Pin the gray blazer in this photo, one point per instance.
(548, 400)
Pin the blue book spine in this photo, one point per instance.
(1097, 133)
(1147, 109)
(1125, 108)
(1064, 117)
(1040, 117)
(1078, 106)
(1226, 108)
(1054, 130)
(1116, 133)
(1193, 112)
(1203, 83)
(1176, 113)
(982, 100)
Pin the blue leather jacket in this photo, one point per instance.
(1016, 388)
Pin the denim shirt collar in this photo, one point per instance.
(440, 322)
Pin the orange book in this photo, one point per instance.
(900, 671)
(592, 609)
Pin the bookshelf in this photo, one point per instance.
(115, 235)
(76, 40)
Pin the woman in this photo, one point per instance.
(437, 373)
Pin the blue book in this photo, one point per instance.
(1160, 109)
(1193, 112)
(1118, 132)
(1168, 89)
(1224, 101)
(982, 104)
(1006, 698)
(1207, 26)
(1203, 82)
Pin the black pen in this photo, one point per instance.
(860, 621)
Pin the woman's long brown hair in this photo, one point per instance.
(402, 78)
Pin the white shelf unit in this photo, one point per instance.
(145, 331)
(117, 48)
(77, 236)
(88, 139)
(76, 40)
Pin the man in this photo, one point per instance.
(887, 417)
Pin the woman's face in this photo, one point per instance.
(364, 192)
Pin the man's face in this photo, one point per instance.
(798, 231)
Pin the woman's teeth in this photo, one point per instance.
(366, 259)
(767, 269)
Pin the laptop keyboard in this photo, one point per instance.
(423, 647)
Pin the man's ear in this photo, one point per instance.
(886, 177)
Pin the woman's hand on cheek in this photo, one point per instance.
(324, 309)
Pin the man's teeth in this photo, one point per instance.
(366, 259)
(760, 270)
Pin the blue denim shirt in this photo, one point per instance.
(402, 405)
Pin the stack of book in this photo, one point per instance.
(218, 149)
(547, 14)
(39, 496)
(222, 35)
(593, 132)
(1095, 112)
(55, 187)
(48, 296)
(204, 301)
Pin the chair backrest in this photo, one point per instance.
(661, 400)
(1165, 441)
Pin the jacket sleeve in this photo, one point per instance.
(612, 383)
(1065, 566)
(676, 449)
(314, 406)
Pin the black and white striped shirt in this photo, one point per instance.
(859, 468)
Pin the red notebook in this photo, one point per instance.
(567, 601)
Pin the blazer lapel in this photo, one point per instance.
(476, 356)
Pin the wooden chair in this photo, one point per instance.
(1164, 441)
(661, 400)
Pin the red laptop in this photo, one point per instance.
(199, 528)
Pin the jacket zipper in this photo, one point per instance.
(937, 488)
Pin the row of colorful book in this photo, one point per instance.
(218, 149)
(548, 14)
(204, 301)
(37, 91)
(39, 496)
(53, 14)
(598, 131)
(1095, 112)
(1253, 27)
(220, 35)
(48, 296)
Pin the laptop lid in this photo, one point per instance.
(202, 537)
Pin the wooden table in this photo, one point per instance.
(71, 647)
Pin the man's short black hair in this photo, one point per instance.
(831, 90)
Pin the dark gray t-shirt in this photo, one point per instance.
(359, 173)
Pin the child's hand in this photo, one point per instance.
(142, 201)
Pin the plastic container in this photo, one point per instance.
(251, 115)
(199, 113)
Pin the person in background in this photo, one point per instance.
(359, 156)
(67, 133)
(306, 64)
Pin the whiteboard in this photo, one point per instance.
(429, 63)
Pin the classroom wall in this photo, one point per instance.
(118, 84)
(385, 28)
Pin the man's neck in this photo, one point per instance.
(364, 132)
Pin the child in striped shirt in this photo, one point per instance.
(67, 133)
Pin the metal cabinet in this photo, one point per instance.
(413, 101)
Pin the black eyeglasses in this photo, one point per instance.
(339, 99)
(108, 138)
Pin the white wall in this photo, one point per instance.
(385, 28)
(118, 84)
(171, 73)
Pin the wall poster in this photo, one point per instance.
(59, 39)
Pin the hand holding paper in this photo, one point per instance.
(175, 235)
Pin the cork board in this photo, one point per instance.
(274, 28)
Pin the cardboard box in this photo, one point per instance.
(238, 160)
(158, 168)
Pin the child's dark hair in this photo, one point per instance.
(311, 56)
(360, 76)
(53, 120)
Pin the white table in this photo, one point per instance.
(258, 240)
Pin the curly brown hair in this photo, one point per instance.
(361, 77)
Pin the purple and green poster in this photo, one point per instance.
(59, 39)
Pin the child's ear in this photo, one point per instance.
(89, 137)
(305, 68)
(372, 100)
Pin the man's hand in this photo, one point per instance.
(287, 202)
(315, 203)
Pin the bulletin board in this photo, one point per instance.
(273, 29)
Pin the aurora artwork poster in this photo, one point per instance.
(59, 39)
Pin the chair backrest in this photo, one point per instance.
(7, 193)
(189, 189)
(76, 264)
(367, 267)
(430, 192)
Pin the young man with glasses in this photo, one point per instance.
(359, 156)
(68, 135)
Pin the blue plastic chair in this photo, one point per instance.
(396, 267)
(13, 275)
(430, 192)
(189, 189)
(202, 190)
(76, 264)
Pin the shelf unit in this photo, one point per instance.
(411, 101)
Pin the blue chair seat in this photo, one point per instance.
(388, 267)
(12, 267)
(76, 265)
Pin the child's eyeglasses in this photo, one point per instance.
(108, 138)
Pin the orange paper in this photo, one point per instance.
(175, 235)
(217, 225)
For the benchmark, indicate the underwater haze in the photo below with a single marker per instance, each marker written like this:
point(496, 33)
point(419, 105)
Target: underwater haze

--------------------

Work required:
Write the data from above out again, exactly.

Right answer:
Pin the gray blazer in this photo, one point per instance.
(548, 400)
Pin the blue book spine in this photo, one point per instance.
(1097, 133)
(1147, 109)
(1125, 108)
(1064, 117)
(1040, 117)
(1078, 106)
(1226, 108)
(1054, 130)
(1116, 133)
(1193, 112)
(1203, 83)
(1176, 113)
(982, 100)
Pin the blue leather jacket in this photo, one point per instance.
(1016, 388)
Pin the denim shirt collar in this photo, one point per instance.
(440, 322)
Pin the orange book in this photo, one point per instance.
(900, 671)
(592, 609)
Pin the bookshelf in this photo, one point per instance.
(115, 235)
(76, 40)
Pin the woman in this photo, one point per instance.
(437, 373)
Pin the blue book in this photo, one point per instance.
(1160, 109)
(1193, 112)
(1118, 132)
(1168, 89)
(1224, 101)
(982, 104)
(1006, 698)
(1207, 26)
(1203, 82)
Pin the black pen in this photo, one point per instance.
(860, 621)
Pin the woman's long brown hair in this photo, one point per instance.
(402, 78)
Pin the white shelf unit in this photo, one point per instance.
(145, 331)
(117, 48)
(77, 236)
(88, 139)
(76, 40)
Pin the man in this photo, one point per instance.
(887, 417)
Pin the woman's face in this photo, one point per instance.
(364, 192)
Pin the man's face in this photo, one point per instance.
(798, 231)
Pin the woman's teeth in this photo, one point per instance.
(366, 259)
(767, 269)
Pin the laptop keyboard in this photo, one point per instance.
(423, 647)
Pin the man's ear in this photo, one point per instance.
(886, 177)
Pin the woman's hand on cheek in this photo, one point per instance.
(324, 309)
Pin the man's teeth in this photo, one point per instance.
(366, 259)
(760, 270)
Pin the blue denim shirt in this photo, one point per instance.
(402, 405)
Pin the stack of book in this photo, one point per instance.
(218, 149)
(547, 14)
(39, 496)
(222, 35)
(593, 132)
(1095, 112)
(55, 187)
(48, 296)
(204, 301)
Pin the chair backrest in this photo, one point per instance.
(661, 400)
(1165, 441)
Pin the jacket sleeve in this photo, one point per instance.
(612, 383)
(1065, 566)
(676, 449)
(314, 406)
Pin the black and white striped shirt in this photo, one point per instance.
(859, 468)
Pin the red notebook in this photo, one point per instance.
(567, 601)
Pin the blazer lapel in this photo, one point per instance.
(476, 356)
Pin the wooden chair in this photo, one point per instance.
(1164, 441)
(661, 400)
Pin the red laptop in this photo, one point per instance.
(199, 528)
Pin the jacket zipper in this photo, one point per instance.
(937, 488)
Pin the row of colorful book in this photo, one point per instance.
(218, 149)
(548, 14)
(204, 301)
(37, 91)
(39, 496)
(53, 14)
(598, 131)
(1095, 112)
(1253, 27)
(220, 35)
(48, 296)
Pin the laptop lid in this photo, one point per instance.
(202, 537)
Pin the wooden table in this photo, one point per instance.
(71, 647)
Pin the man's short black hair in this photo, one point per instance.
(831, 90)
Pin the dark gray t-shirt in this photo, one point per instance.
(359, 173)
Pin the child's hand in this photo, one point per instance.
(142, 201)
Pin the plastic container in this photo, one point per instance.
(251, 115)
(199, 113)
Pin the person in background in this photo, one point per instance.
(359, 156)
(67, 133)
(306, 64)
Pin the whiteboard in this photo, one point per instance.
(429, 63)
Pin the classroom wall in this photo, one point per instance.
(118, 84)
(385, 28)
Pin the man's neck in this photo, one point per instance.
(364, 132)
Pin the child in striped shirt in this photo, one point per instance.
(67, 133)
Pin the metal cabinet in this photo, one point per instance.
(413, 101)
Pin the black eyeglasses in this photo, one point per instance.
(339, 99)
(108, 138)
Pin the white wall in this photo, one point per instance.
(385, 28)
(118, 84)
(171, 73)
Pin the wall poster in this photo, one point per instance.
(59, 39)
Pin the hand holding paper in this photo, one point per instance.
(175, 235)
Pin the cork board in this photo, one point per instance.
(274, 28)
Pin the cardboard box in this photo, one point per instance.
(238, 160)
(158, 168)
Pin the child's dark hair in this photo, one point per instance.
(311, 56)
(360, 76)
(53, 120)
Pin the white table in this photo, one point per instance.
(258, 240)
Pin the curly brown hair in this photo, one point per instance.
(361, 77)
Pin the purple and green poster in this photo, one point per instance.
(59, 39)
Pin the child's ear in this photo, one point per instance.
(89, 137)
(305, 68)
(372, 100)
Pin the man's hand in this photo, one point per instance.
(287, 202)
(315, 203)
Pin the bulletin board in this photo, one point per instance.
(273, 29)
Pin the aurora artwork poster in this photo, one point per instance.
(59, 39)
Pin the chair backrest in this photo, one point per instance.
(7, 193)
(189, 189)
(76, 264)
(367, 267)
(430, 192)
Pin the young man with glasses in this photo, one point per instance.
(359, 156)
(68, 135)
Pin the blue plastic chair in this photo, one point per instance.
(396, 267)
(13, 275)
(430, 192)
(189, 189)
(202, 190)
(76, 264)
Pin the shelf unit in this photo, one point per instance.
(411, 101)
Pin the blue chair seat in this photo, one point per instance.
(388, 267)
(12, 267)
(76, 265)
Pin the child's eyeglasses in this photo, one point per instance.
(108, 138)
Pin the orange paper in this photo, one point per instance.
(175, 235)
(217, 225)
For the benchmark, indicate the underwater haze in the photo below with a single marker per instance, each marker written like this:
point(496, 33)
point(419, 105)
Target: underwater haze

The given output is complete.